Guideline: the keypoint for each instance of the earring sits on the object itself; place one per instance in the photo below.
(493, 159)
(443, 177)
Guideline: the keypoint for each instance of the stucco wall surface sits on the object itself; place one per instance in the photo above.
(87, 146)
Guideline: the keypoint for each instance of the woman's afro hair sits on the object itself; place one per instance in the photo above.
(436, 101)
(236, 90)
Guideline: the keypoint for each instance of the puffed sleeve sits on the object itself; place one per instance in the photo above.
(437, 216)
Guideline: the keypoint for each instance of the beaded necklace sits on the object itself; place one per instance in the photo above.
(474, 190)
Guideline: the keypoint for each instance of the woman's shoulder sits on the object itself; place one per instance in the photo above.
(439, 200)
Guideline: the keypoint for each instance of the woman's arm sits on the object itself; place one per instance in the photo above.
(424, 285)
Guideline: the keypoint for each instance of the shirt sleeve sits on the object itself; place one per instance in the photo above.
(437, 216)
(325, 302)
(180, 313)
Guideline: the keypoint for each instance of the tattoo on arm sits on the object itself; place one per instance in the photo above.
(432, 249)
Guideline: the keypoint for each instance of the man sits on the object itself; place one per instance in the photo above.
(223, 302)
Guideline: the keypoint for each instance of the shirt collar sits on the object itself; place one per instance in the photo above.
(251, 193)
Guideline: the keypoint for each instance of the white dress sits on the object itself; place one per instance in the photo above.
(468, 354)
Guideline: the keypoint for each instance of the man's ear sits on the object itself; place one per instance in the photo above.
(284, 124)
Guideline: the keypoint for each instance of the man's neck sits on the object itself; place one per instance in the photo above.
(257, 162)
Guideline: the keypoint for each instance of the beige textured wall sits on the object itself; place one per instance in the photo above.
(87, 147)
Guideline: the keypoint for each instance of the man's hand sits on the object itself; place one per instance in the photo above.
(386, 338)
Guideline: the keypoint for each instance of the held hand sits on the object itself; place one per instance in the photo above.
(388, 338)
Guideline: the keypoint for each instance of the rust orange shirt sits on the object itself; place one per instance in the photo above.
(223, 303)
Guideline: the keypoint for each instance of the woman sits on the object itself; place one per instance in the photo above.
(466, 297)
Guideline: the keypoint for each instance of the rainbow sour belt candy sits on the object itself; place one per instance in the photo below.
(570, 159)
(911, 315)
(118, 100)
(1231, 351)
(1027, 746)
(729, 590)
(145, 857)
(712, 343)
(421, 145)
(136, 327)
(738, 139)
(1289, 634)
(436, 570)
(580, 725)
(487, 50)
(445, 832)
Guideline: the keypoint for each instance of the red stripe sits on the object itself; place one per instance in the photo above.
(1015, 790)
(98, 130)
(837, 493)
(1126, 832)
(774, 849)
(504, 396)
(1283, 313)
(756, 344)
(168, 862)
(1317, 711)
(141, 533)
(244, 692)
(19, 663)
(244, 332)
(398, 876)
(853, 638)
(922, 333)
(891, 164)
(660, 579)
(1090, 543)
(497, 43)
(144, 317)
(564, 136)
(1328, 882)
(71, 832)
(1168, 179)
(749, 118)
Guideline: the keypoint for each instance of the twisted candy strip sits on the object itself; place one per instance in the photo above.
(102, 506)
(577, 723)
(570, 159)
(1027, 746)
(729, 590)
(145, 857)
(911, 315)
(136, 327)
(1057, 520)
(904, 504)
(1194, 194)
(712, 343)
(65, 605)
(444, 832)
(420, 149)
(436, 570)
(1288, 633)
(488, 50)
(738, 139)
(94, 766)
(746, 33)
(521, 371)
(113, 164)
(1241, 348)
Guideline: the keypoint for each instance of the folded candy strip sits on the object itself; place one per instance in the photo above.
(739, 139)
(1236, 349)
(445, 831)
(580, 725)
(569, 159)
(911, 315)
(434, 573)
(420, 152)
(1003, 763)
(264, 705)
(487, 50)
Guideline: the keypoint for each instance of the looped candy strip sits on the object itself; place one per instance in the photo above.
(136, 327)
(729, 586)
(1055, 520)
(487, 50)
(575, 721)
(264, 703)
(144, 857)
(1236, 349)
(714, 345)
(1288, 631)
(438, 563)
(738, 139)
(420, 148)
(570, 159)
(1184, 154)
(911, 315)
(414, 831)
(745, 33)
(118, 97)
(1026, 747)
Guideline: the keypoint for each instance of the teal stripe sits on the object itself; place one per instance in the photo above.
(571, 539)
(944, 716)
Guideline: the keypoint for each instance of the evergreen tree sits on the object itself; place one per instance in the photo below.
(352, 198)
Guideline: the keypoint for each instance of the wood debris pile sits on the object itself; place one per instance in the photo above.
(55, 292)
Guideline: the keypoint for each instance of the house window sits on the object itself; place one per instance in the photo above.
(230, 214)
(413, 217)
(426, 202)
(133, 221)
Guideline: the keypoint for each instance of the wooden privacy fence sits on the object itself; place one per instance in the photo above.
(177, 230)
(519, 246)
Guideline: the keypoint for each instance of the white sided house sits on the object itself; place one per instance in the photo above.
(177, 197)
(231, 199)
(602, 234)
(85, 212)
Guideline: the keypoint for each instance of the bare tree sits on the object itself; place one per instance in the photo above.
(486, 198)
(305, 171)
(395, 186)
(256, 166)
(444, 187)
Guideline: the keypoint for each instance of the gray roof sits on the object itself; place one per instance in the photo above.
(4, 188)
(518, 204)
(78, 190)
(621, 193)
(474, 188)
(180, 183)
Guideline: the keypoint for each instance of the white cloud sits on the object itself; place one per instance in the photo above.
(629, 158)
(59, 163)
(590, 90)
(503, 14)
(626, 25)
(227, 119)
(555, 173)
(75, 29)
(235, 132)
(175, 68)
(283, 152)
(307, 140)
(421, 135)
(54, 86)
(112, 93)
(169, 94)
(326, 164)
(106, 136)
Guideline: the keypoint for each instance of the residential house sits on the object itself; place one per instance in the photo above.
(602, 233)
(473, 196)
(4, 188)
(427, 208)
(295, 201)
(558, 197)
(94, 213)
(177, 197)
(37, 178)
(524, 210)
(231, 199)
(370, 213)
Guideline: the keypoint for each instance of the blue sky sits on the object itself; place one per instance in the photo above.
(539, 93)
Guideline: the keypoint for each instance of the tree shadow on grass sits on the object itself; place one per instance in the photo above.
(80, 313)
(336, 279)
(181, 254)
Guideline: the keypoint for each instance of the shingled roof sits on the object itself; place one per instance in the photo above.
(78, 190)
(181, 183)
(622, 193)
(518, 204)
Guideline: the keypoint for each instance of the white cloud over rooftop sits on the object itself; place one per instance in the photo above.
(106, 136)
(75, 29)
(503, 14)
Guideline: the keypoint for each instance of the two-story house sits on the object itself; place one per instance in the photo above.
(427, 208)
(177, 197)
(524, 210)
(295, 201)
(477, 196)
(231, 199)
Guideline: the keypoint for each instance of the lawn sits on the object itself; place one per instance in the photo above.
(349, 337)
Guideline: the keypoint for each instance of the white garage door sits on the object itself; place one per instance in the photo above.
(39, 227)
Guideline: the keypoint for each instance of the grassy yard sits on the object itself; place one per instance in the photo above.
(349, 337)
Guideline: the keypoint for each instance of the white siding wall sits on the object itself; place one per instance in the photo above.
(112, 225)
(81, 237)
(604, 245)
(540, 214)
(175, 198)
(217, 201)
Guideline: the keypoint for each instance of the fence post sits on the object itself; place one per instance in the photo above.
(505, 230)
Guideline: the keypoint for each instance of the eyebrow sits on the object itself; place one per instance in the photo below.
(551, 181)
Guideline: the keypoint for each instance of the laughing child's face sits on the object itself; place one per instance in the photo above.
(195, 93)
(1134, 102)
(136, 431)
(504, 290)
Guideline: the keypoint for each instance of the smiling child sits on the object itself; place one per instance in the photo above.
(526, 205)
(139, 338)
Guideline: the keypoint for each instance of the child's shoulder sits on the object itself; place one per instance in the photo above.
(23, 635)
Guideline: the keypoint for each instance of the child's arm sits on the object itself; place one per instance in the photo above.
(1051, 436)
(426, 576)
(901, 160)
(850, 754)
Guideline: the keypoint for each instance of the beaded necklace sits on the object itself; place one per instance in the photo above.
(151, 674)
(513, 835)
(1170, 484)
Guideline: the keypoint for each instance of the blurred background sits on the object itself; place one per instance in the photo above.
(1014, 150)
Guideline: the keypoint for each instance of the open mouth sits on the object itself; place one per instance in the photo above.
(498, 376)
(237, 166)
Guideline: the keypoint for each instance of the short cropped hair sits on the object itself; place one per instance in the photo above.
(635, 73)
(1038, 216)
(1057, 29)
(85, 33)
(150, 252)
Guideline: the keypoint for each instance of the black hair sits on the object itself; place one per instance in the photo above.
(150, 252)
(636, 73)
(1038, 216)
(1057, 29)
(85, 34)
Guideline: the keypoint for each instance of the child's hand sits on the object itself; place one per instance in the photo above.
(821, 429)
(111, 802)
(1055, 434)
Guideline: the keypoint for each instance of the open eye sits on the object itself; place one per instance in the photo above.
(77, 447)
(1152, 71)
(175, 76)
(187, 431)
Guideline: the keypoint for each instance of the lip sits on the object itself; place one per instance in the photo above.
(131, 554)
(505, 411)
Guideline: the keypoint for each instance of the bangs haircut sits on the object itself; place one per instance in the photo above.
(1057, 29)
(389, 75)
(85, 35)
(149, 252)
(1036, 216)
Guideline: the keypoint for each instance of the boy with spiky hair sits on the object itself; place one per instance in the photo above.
-- -- --
Task goal »
Write the lines out verbatim, from the one with "Guideline: the keypoint for each instance of the open mouth" through the last line of the entries, and stop there.

Response »
Guideline: the keypoint for each instance of the open mouth sits on the object itself; place one per instance in the photo above.
(498, 376)
(237, 166)
Guideline: the keypoint for each instance of the short cropped hair sits on the object itself; place one per instance in the photo above.
(635, 73)
(1038, 216)
(1057, 29)
(85, 33)
(150, 252)
Guideline: the keypoint for each instance of the black hair sits on the object itself; place one per instance in the photo above.
(150, 252)
(636, 73)
(1038, 216)
(1057, 29)
(85, 34)
Guideline: the keypoint for each instance of the child's hand sits on the object itself; place one per instance in the photo above.
(821, 429)
(111, 802)
(1055, 434)
Guideline: the keypoint for each instance of the open eye sits on the object itself; place one per instance in the photo above.
(77, 447)
(1152, 71)
(175, 76)
(187, 431)
Guideline: the keypoint for each instance of the lip sits on the object itself; place one per instance in the photo above.
(131, 554)
(505, 411)
Guideline: the keypoint for each instance of the bangs haircut sits on the object itself; place one per instance in the photo above.
(1057, 29)
(389, 75)
(85, 35)
(149, 252)
(1036, 216)
Guideline: the keypoint for each instance of the boy with spiky hair sits on the object itself; place one per instance in the photo above.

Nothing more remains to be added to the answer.